**PROBLEM 1**
Reproduce the passage of the Steelers punt-block article from "Back in November, I" to "a fantastic scheme.", word for word.
----------------------------------------
Film Room: Steelers Blocking Another Punt Is No Accident

We’ve spent plenty of time, rightfully so, on the Pittsburgh Steelers struggles in Sunday’s Divisional loss to the Jacksonville Jaguars. But it wasn’t all terrible. The offense put up 42 points and special teams performed well. Today, we’re going to focus on the latter.

Back in November, I did a video on why the Steelers were going to block another punt this season. They ended up deflecting two; one in the finale against Cleveland and more importantly, on Sunday. Against Jacksonville, you can again thank Danny Smith for coming up with a fantastic scheme.

Right before Sunday’s game, we discussed how frequently the Jaguars run fake punts. But our conclusion was that if the Steelers play things “straight up” with their alignment, the Jags won’t run it. They only take advantage of obvious opportunities. That’s what Pittsburgh generally did, the smart and safe way to go about it.

But Smith wanted to be able to get pressure too. How do you mix the two? Take a page out of Dick LeBeau’s playbook with “safe pressure.”
----------------------------------------
**PROBLEM 2**
List each line in the rows below that contains the word "keypoint".
----------------------------------------
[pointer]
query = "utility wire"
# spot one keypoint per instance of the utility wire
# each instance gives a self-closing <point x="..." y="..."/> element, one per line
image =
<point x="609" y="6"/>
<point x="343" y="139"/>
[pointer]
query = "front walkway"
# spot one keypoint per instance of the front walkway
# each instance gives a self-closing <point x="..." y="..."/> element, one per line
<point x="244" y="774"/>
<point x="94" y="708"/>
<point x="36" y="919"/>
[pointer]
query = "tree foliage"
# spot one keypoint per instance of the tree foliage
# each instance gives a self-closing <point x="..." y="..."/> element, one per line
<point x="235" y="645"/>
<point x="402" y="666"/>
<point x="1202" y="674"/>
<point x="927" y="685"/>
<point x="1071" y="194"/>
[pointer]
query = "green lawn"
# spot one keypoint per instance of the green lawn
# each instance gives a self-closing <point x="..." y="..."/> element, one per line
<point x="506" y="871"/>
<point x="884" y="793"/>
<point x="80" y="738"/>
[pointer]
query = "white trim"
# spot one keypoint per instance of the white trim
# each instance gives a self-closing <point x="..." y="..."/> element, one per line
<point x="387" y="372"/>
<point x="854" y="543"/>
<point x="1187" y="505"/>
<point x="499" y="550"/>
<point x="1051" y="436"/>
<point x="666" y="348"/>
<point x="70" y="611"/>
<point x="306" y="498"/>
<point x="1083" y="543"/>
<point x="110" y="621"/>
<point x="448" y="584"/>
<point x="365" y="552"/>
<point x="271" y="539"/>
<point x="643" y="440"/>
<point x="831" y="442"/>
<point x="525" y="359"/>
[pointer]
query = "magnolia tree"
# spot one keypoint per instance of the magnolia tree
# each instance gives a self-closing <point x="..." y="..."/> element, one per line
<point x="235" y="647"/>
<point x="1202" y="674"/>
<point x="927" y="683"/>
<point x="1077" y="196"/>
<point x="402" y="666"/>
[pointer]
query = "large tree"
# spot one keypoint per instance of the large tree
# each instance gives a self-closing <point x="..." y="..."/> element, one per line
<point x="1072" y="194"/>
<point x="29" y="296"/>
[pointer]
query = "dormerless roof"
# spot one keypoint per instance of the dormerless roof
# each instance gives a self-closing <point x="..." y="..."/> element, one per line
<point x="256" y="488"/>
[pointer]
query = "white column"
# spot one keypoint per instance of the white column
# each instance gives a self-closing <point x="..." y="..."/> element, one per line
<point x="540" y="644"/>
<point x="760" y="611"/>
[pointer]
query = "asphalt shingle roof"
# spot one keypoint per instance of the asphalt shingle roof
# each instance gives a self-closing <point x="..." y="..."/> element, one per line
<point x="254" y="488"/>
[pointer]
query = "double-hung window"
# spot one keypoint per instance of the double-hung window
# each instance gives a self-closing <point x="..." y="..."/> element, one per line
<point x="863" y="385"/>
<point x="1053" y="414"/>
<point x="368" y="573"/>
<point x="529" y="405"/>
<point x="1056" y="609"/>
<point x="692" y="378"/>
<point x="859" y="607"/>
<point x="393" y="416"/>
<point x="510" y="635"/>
----------------------------------------
**CORRECT RESULT 1**
Back in November, I did a video on why the Steelers were going to block another punt this season. They ended up deflecting two; one in the finale against Cleveland and more importantly, on Sunday. Against Jacksonville, you can again thank Danny Smith for coming up with a fantastic scheme.

**CORRECT RESULT 2**
# spot one keypoint per instance of the utility wire
# spot one keypoint per instance of the front walkway
# spot one keypoint per instance of the tree foliage
# spot one keypoint per instance of the green lawn
# spot one keypoint per instance of the white trim
# spot one keypoint per instance of the magnolia tree
# spot one keypoint per instance of the large tree
# spot one keypoint per instance of the dormerless roof
# spot one keypoint per instance of the white column
# spot one keypoint per instance of the asphalt shingle roof
# spot one keypoint per instance of the double-hung window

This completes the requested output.